- _GIVEN REQUEST A_
Can you repeat, word for word, the lines of the rows from the line containing "Point out the suit" up to and including the line containing "[(700, 623)]"?

- _PROVIDED PASSAGE_
****************************************

We explore a scenario where an attacker has access to our privacy-preserving event camera; they can produce a large training set containing anonymized event data along with their corresponding original event data. In such a case, the attacker can possibly train a network  $E_{inv}$  trying to reverse the effect of  $E_{an}$ , leading to the reconstruction of high-quality grayscale images. To validate the robustness of our proposed framework to such privacy attacks, we train an autoencoder network on the real event dataset, similar to the  $E_{an}$  network. The network takes as input the anonymized event stream from the pre-trained  $E_{an}$  network and is trained to minimize the image reconstruction loss (instead of maximizing it).

Quantitative results in Table 6 show the performance score of image retrieval on reconstructed images, suggesting that reconstruction is significantly poor and identity information is still preserved. Fig. 10 presents qualitative results on two sample images, which show the image reconstruction failed to recover images correctly. Hence, the inversion attack could not reverse the effect of the event anonymization network.

Figure 10. Reconstructed images from a) raw events, b) anonymized events, and c) output of Inversion Attack.

****************************************

- _RECORDS PROVIDED_
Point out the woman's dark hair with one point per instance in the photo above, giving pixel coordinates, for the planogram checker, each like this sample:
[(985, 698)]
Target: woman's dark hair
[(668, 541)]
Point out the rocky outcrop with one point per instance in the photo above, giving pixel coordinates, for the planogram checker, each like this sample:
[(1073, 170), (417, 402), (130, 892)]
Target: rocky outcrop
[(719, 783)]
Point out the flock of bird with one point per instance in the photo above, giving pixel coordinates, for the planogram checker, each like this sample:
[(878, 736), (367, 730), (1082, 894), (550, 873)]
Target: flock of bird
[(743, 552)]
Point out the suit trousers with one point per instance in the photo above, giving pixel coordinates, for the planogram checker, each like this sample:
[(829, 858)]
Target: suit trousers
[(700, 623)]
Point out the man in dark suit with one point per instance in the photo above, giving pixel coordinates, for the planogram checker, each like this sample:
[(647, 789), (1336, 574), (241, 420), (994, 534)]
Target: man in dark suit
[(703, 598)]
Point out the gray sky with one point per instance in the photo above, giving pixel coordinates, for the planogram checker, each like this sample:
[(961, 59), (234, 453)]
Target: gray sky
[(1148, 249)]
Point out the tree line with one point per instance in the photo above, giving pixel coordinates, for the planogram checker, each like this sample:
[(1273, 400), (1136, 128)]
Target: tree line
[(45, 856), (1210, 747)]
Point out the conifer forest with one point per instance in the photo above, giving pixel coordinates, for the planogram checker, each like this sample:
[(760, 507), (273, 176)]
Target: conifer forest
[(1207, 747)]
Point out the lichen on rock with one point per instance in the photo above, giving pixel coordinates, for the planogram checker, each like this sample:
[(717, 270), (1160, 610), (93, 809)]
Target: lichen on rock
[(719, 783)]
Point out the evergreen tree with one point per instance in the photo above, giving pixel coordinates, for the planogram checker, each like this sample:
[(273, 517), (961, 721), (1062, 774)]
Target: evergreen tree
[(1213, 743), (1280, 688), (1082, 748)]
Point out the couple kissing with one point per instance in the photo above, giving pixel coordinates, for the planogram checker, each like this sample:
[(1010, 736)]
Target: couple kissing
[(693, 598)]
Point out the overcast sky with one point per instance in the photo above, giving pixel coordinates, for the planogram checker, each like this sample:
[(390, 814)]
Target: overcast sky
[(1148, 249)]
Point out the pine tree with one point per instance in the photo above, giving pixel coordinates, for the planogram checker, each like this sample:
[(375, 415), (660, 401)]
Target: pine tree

****************************************

- _GIVEN REQUEST B_
According to the inversion-attack passage, what would put an attacker in a position to train a network that undoes the anonymization?

- _WRITTEN ANSWER A_
Point out the suit trousers with one point per instance in the photo above, giving pixel coordinates, for the planogram checker, each like this sample:
[(829, 858)]
Target: suit trousers
[(700, 623)]

- _WRITTEN ANSWER B_
Access to the privacy-preserving event camera would let the attacker build a large training set of anonymized event data paired with the corresponding original event data. With that set, the attacker could train a network, E_inv, to reverse the effect of E_an and reconstruct high-quality grayscale images.